[Seite]:
· · ·
Rewe trägt seine Produkte mittlerweile in immerhin 75 Städten auf Wunsch bis unters Dach oder in den Vorratskeller. Im vergangenen Jahr konnte das Unternehmen seinen Umsatz online um 60 Prozent auf 100 Millionen Euro steigern. Rentabel ist der Geschäftsbereich gleichwohl auch im siebten Jahr nach seiner Einführung nicht, räumte der Vorstand unlängst ein.

Noch machen die Online-Bestellungen im Lebensmittelgeschäft insgesamt auch bloß einen Anteil von gerademal einem Prozent aus. Mittelfristig seien zehn bis zwölf Prozent möglich, wie sie auch in anderen Produktsegmenten erreicht werden, prognostizieren Analysten. Um viel Geld geht es in jedem Fall: Der Lebensmittelhandel in Deutschland hat ein Gesamtvolumen von mehr als 175 Milliarden Euro.

Wir haben sechs große Anbieter getestet und Frischmilch, Käse, Schinken, Joghurt, Bio-Eier, Kopfsalat, Cherrytomaten und Erdbeeren bestellt.

Wer wird uns morgen den Kühlschrank füllen? Das Rennen ist eröffnet.
· · ·
[Datenauszug]:
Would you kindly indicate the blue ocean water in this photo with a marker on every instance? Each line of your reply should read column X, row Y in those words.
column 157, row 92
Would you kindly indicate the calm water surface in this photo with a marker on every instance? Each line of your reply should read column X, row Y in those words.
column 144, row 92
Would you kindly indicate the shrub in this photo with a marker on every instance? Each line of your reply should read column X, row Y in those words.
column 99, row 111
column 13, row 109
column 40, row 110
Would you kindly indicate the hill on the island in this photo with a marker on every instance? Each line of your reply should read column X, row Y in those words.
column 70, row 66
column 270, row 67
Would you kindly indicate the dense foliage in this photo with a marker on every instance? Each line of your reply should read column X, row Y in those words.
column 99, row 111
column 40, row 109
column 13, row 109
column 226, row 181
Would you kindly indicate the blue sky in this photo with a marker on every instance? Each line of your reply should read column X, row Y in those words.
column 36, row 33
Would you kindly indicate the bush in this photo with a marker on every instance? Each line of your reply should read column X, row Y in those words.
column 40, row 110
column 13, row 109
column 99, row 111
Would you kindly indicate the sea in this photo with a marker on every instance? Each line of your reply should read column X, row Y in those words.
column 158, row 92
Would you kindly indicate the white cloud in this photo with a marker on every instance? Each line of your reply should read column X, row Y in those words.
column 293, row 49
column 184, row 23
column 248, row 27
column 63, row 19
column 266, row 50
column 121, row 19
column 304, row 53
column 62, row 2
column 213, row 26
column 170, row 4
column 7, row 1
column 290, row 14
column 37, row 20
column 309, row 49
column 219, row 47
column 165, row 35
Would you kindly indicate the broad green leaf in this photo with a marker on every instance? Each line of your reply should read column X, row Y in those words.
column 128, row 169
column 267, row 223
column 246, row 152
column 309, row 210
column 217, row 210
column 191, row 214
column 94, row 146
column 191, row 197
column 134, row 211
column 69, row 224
· · ·
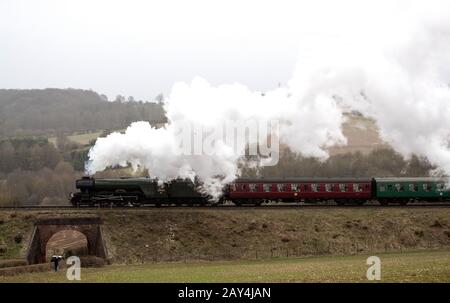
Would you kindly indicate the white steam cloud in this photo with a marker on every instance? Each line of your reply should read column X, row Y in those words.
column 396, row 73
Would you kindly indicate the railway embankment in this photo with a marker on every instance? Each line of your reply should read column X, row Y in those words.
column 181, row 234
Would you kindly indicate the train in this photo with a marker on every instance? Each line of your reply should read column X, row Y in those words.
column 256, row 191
· · ·
[Aufgabe 1]: Aktualisiere im Text über den Online-Lebensmittelhandel den Abschnitt zwischen „Noch machen die“ und „Rennen ist eröffnet.“, beides eingeschlossen, und ersetze dabei „Analysten“ durch „Marktbeobachter“.
[Aufgabe 2]: Wie lässt sich der Absatz, der mit „Noch machen die Online-Bestellungen“ beginnt, im Text über den Online-Lebensmittelhandel als Stichpunktliste wiedergeben, ohne seine wesentlichen Fakten zu verlieren?
Die Einträge spielen hierfür keine Rolle.

[Lösung 1]:
Noch machen die Online-Bestellungen im Lebensmittelgeschäft insgesamt auch bloß einen Anteil von gerademal einem Prozent aus. Mittelfristig seien zehn bis zwölf Prozent möglich, wie sie auch in anderen Produktsegmenten erreicht werden, prognostizieren Marktbeobachter. Um viel Geld geht es in jedem Fall: Der Lebensmittelhandel in Deutschland hat ein Gesamtvolumen von mehr als 175 Milliarden Euro.

Wir haben sechs große Anbieter getestet und Frischmilch, Käse, Schinken, Joghurt, Bio-Eier, Kopfsalat, Cherrytomaten und Erdbeeren bestellt.

Wer wird uns morgen den Kühlschrank füllen? Das Rennen ist eröffnet.

[Lösung 2]:
- Online-Bestellungen machen im Lebensmittelgeschäft bisher nur etwa ein Prozent aus.
- Analysten halten mittelfristig zehn bis zwölf Prozent für möglich, wie sie auch in anderen Produktsegmenten erreicht werden.
- Der Lebensmittelhandel in Deutschland hat ein Gesamtvolumen von mehr als 175 Milliarden Euro.